**REQUIRED ACTION**. Write out the records below again, swapping each "positive clicks" for "foreground clicks" and keeping everything else the same.

Dataset items:
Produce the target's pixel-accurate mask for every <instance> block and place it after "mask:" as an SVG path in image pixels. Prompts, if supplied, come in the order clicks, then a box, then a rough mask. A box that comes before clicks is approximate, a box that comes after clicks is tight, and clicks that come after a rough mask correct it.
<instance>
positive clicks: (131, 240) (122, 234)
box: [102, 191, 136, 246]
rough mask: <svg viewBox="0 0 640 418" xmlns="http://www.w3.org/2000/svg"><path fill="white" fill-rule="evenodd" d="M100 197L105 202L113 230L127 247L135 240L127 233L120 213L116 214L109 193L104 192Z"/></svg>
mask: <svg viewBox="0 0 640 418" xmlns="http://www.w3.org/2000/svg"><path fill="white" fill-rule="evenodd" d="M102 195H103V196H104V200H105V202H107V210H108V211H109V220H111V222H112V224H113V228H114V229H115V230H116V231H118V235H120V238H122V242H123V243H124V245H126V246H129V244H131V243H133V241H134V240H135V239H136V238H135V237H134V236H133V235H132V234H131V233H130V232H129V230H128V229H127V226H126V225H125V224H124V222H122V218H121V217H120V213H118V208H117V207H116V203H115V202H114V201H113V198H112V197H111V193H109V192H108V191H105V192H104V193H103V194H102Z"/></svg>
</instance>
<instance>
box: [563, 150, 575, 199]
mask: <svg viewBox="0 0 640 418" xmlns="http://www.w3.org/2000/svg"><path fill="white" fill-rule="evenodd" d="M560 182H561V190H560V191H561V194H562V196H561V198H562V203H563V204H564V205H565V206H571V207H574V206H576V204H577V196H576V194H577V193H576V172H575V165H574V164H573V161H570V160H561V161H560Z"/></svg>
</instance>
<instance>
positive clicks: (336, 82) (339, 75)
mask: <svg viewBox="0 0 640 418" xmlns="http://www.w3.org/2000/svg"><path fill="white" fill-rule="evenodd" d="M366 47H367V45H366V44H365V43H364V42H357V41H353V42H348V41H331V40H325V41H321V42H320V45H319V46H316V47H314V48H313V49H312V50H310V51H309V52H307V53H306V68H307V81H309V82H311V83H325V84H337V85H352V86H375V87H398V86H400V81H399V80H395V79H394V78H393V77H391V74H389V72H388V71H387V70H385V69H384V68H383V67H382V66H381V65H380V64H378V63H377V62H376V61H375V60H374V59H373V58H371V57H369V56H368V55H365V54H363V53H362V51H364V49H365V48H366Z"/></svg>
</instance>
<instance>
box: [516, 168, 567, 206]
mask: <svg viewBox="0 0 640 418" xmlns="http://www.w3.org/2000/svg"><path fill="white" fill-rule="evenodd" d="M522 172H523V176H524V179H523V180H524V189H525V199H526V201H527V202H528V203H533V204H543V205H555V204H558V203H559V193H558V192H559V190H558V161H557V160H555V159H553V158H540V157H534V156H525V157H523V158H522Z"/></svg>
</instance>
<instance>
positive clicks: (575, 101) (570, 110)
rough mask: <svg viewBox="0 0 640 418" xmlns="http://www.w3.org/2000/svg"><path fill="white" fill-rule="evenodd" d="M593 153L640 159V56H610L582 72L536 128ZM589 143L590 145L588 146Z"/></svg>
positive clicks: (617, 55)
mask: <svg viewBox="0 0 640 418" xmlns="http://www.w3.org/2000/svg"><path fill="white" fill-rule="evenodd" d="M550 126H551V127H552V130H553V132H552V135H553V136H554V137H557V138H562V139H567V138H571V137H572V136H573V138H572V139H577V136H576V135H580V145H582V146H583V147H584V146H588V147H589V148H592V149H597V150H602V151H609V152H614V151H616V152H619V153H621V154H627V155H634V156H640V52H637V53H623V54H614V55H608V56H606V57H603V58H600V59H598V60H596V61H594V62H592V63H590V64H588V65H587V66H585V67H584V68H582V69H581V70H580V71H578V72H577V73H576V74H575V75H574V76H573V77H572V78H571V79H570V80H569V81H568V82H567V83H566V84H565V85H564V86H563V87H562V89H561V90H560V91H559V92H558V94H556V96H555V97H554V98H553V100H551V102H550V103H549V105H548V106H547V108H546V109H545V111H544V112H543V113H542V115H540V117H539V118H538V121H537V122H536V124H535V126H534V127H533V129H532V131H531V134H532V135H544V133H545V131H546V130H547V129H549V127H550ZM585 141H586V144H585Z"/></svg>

**REPLY**.
Produce the target's pixel-accurate mask for every <instance> block and place it after "mask:" as an SVG path in image pixels. Prompts, if supplied, come in the order clicks, then a box, then a rough mask. A box that comes before clicks is approximate, a box that comes after clicks is tight, and clicks that come after a rough mask correct it.
<instance>
foreground clicks: (131, 240) (122, 234)
box: [102, 191, 136, 246]
rough mask: <svg viewBox="0 0 640 418" xmlns="http://www.w3.org/2000/svg"><path fill="white" fill-rule="evenodd" d="M100 197L105 202L113 230L127 247L135 240L127 233L120 213L116 214L109 193L104 192Z"/></svg>
mask: <svg viewBox="0 0 640 418" xmlns="http://www.w3.org/2000/svg"><path fill="white" fill-rule="evenodd" d="M102 195H103V196H104V200H105V202H107V210H108V211H109V220H111V222H112V224H113V228H114V229H115V230H116V231H118V235H120V238H122V242H123V243H124V245H126V246H129V244H131V243H133V241H134V240H135V239H136V238H135V237H134V236H133V235H132V234H131V233H130V232H129V230H128V229H127V226H126V225H125V224H124V222H122V218H121V217H120V213H118V208H117V207H116V203H115V202H114V201H113V198H112V197H111V193H109V192H108V191H105V192H104V193H103V194H102Z"/></svg>
</instance>
<instance>
box: [563, 150, 575, 199]
mask: <svg viewBox="0 0 640 418" xmlns="http://www.w3.org/2000/svg"><path fill="white" fill-rule="evenodd" d="M560 182H561V190H560V191H561V194H562V196H561V198H562V203H563V204H564V205H565V206H571V207H574V206H576V204H577V196H576V194H577V193H576V172H575V165H574V164H573V161H570V160H561V161H560Z"/></svg>
</instance>
<instance>
foreground clicks: (336, 82) (339, 75)
mask: <svg viewBox="0 0 640 418" xmlns="http://www.w3.org/2000/svg"><path fill="white" fill-rule="evenodd" d="M366 47H367V45H366V44H365V43H364V42H357V41H353V42H348V41H331V40H325V41H321V42H320V45H319V46H316V47H314V48H313V49H312V50H310V51H309V52H307V53H306V68H307V81H309V82H311V83H325V84H337V85H352V86H375V87H398V86H400V81H399V80H395V79H394V78H393V77H391V74H389V72H388V71H387V70H385V69H384V68H383V67H382V66H381V65H380V64H378V63H377V62H376V61H375V60H374V59H373V58H371V57H369V56H368V55H365V54H363V53H362V51H364V49H365V48H366Z"/></svg>
</instance>
<instance>
box: [516, 168, 567, 206]
mask: <svg viewBox="0 0 640 418" xmlns="http://www.w3.org/2000/svg"><path fill="white" fill-rule="evenodd" d="M522 172H523V176H524V179H523V180H524V189H525V199H526V201H527V202H528V203H533V204H543V205H555V204H558V203H559V193H558V192H559V190H558V161H557V160H555V159H553V158H540V157H534V156H525V157H523V158H522Z"/></svg>
</instance>
<instance>
foreground clicks: (575, 101) (570, 110)
rough mask: <svg viewBox="0 0 640 418" xmlns="http://www.w3.org/2000/svg"><path fill="white" fill-rule="evenodd" d="M593 153L640 159V56H610L582 72L536 128ZM589 143L590 145L588 146Z"/></svg>
foreground clicks: (617, 55)
mask: <svg viewBox="0 0 640 418" xmlns="http://www.w3.org/2000/svg"><path fill="white" fill-rule="evenodd" d="M550 126H551V127H552V130H553V132H552V135H553V136H554V137H557V138H562V139H567V138H571V137H572V136H573V138H572V139H577V136H576V135H580V145H582V146H583V147H584V146H588V147H589V148H592V149H597V150H602V151H609V152H614V151H616V152H619V153H621V154H627V155H634V156H640V52H637V53H623V54H614V55H608V56H606V57H603V58H600V59H598V60H596V61H594V62H592V63H590V64H588V65H587V66H585V67H584V68H582V69H581V70H580V71H578V72H577V73H576V74H575V75H574V76H573V77H572V78H571V79H570V80H569V81H568V82H567V83H566V84H565V85H564V86H563V87H562V89H561V90H560V91H559V92H558V94H556V96H555V97H554V98H553V100H551V102H550V103H549V105H548V106H547V108H546V109H545V111H544V112H543V113H542V115H540V117H539V118H538V121H537V122H536V124H535V126H534V127H533V129H532V131H531V134H532V135H544V133H545V131H546V130H547V129H549V127H550ZM585 141H586V144H585Z"/></svg>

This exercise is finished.